▸ Task statement
Pictures are not part of the copy; repeat everything else in the records exactly.

▸ Data for this task
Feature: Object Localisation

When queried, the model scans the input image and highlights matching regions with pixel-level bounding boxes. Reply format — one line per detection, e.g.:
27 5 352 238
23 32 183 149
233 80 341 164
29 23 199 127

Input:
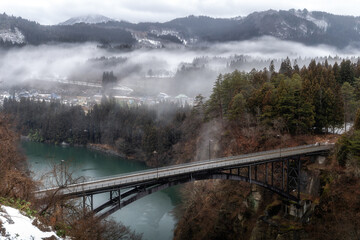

▸ Worked solution
Feature: Object Localisation

When queried, the model scans the input image and highlights matching regions with pixel-level bounding boxes. Reply format — one line per detection, e.g.:
27 5 352 238
23 32 183 149
233 80 341 164
29 23 199 127

Input:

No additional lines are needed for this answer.